**Short problem**
List each line in the entries below that contains the word "rock", copying those lines in full.

**Task data**
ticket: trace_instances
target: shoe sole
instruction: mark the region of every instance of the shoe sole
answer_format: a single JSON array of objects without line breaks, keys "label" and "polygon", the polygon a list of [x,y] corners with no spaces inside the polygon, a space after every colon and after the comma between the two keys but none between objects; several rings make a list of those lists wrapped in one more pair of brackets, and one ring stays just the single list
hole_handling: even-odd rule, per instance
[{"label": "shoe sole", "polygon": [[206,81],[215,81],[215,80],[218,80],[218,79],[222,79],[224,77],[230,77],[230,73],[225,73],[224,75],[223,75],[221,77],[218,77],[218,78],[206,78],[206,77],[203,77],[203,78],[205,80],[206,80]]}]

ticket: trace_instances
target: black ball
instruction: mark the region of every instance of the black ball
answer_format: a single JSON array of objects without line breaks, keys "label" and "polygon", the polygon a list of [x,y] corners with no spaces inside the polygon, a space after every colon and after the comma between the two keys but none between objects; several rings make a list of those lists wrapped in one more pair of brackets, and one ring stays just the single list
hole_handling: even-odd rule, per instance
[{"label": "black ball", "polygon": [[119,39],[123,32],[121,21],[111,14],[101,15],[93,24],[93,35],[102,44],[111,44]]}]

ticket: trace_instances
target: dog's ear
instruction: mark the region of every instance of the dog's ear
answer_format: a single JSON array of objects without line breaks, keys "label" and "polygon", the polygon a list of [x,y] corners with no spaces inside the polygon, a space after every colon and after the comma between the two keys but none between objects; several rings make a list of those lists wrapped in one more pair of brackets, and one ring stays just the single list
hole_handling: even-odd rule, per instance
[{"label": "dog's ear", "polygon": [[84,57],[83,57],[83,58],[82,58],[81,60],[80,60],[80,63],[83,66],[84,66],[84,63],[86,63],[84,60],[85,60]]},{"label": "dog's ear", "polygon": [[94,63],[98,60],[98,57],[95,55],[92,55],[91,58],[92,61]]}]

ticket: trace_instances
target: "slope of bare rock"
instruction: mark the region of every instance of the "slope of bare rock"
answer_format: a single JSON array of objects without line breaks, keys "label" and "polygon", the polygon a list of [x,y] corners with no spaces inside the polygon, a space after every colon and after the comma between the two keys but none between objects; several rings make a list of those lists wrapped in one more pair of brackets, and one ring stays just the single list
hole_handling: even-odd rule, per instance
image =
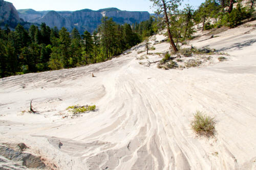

**Expected output**
target: "slope of bare rock"
instruction: mark the region of every instance of the "slope of bare rock"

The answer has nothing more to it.